* What to do: Identify every line in the data below that contains the word "outline", treating uppercase and lowercase letters as distinct.

(Boundary labeling data)

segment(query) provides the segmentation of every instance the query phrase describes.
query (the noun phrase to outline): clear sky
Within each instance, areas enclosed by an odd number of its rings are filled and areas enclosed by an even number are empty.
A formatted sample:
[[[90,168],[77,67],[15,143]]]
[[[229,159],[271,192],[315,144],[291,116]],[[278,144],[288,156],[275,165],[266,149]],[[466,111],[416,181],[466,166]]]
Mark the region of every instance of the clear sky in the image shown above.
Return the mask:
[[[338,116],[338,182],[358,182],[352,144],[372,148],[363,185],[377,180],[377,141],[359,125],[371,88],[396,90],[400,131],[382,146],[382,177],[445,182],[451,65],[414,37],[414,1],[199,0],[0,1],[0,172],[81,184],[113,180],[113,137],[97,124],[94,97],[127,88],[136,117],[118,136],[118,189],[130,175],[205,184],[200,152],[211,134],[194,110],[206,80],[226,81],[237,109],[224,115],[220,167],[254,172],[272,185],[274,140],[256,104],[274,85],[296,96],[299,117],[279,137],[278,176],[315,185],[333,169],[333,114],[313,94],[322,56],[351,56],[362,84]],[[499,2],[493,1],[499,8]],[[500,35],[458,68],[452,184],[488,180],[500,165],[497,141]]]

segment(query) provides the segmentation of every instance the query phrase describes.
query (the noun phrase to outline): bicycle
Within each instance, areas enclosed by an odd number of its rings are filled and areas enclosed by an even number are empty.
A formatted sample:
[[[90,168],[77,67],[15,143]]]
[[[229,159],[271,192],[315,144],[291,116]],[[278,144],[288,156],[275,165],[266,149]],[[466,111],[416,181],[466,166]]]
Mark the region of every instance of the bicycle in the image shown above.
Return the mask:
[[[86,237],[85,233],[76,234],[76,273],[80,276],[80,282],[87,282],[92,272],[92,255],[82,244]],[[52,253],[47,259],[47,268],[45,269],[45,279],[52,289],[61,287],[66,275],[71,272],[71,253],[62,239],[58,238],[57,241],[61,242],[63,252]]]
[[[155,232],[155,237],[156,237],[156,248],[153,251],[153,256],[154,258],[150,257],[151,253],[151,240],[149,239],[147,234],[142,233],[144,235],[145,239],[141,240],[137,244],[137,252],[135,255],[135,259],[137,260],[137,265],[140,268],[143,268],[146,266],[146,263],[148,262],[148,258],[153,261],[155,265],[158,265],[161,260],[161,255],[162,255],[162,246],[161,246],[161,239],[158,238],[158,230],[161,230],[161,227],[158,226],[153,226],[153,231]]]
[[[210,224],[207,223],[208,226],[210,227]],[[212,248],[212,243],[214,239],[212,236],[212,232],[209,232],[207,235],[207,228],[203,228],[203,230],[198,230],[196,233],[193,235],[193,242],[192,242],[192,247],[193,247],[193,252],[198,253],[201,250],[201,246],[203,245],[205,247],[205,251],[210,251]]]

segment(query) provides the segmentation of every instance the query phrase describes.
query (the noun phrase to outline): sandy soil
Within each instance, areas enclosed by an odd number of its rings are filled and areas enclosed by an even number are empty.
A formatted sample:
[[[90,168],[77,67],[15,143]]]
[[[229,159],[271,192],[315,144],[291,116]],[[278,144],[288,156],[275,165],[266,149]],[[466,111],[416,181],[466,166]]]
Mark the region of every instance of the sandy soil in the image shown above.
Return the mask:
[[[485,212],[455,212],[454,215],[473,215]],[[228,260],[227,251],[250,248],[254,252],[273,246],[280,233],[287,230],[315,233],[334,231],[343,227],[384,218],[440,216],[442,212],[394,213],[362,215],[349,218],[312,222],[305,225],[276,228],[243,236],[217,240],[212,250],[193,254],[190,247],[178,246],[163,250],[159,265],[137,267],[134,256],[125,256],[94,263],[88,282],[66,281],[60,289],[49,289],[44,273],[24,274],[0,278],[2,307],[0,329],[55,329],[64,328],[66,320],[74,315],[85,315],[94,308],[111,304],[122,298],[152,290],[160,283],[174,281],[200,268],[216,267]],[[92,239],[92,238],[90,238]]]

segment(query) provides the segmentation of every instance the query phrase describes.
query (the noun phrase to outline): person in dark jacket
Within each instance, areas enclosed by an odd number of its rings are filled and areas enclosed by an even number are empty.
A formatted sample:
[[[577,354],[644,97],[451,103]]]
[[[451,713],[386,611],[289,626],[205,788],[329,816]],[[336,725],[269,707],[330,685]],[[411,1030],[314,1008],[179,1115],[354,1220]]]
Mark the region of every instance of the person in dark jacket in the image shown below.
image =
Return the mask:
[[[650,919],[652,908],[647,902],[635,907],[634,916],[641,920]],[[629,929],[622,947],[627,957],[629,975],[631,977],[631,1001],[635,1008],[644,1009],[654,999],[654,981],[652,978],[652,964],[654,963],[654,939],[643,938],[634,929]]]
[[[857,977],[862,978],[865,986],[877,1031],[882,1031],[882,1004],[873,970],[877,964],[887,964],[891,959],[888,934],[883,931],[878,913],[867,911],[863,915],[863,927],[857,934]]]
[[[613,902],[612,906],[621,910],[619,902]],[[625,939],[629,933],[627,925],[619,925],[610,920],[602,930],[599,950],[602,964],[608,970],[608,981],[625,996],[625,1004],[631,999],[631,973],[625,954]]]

* Answer below:
query (the noun phrase to outline): clear sky
query (the noun phrase to outline): bicycle
query (the noun phrase to outline): sandy soil
query (the noun phrase to outline): person in dark jacket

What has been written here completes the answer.